◆ PAGE
========
Tuesday, 22 April 2025

James HORNER: Titanic: Music From The Motion Picture

Titanic: Music from the Motion Picture - Wikipedia

 

(#582: 14 February 1998, 1 week; 28 February 1998, 2 weeks)

 

Track listing: Never An Absolution/Distant Memories/Southampton/Rose/Leaving Port/"Take Her To Sea, Mr Murdoch"/Hard To Starboard/Unable To Stay, Unwilling To Leave/The Sinking/Death Of Titanic/A Promise Kept/A Life So Changed/An Ocean Of Memories/My Heart Will Go On (performed by Céline Dion)/Hymn To The Sea

 

Throughout James Cameron’s Titanic are dotted traces of his wanting to make an Immense Work Of Art, even though immensity had by that time come to equal scale of spectacle rather than depth of emotion. Equally, if we look at Aliens, The Abyss, True Lies or Terminators 1 or 2 in addition to Titanic, there is a case for arguing that James Cameron really wants to write about the role of one-on-one male/female relationships in a world whose technology seems perpetually ready to deny and negate such things.



Yet, was there ever any indication that the largest-grossing motion picture at that time would, in the end, prove such a small, careless affair? It is admittedly hard to access glimpses of humanity in Titanic, so vast are its sets, so visually encyclopaedic its setpieces (but are these photocopies of an encyclopaedia to excuse one from ever reading the thing?), and all that can fairly be said is that di Caprio and Winslet do their best not to be drowned out by the scenery or suffocated by the asinine script, with its solidly black and white portraits of rich versus poor, evil versus noble – if only Leonardo had been given both Con and Jack to play, although swapping roles with Billy Zane may admittedly have made the film look a little too much like a big budget remake of Dead Calm – its terribly patronising treatment of the ship's Irish passengers, stowed away in the hold, and its final gesture in the direction of Schindler’s List which transgresses onto the field of the offensive. Not to mention the waste of 87-year-old Gloria Stuart portraying the 100-year-old Winslet; if this film made Cameron “king of the world,” then Stuart, the former Busby Berkeley chorus girl, sometimes looked more than ready to close the book on movies once and for all (as it turned out, Stuart lived on well into her hundredth year, still on course to outlive cinema).
========
◆ GIVEN INFORMATION
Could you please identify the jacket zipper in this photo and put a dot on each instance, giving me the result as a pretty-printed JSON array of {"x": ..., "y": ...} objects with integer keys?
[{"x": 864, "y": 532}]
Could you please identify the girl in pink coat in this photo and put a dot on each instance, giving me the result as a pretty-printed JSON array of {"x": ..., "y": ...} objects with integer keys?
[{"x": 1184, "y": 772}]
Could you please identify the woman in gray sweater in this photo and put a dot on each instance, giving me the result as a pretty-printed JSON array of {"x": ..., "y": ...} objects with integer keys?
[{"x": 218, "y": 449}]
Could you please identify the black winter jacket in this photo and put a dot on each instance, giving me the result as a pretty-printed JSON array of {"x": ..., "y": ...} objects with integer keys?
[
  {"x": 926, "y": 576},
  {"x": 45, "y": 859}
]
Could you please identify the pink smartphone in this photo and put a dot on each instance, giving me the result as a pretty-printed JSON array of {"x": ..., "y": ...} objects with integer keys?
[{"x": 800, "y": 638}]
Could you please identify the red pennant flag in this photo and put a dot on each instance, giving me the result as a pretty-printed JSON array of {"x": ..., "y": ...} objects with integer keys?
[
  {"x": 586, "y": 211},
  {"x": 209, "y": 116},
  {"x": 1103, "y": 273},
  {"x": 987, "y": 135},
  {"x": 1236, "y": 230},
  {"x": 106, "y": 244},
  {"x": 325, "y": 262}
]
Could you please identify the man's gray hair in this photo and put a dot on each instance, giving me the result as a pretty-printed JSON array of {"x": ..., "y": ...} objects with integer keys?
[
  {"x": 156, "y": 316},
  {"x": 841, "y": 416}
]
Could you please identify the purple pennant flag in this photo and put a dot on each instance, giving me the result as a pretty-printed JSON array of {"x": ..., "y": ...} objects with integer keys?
========
◆ REQUIRED WORK
a - Who performs "My Heart Will Go On" on the album, according to the Titanic review?
b - Does the Titanic review support each statement? (i) One track on the album is titled "Southampton." (ii) Gloria Stuart was once a Busby Berkeley chorus girl. (iii) The film treats the ship's Irish passengers with respect.
The material has no connection to the Titanic review.

◆ RESPONSES FOR EACH TASK
a - Céline Dion

b -
(i) Yes: "Southampton"
(ii) Yes: "Stuart, the former Busby Berkeley chorus girl"
(iii) No: "its terribly patronising treatment of the ship's Irish passengers"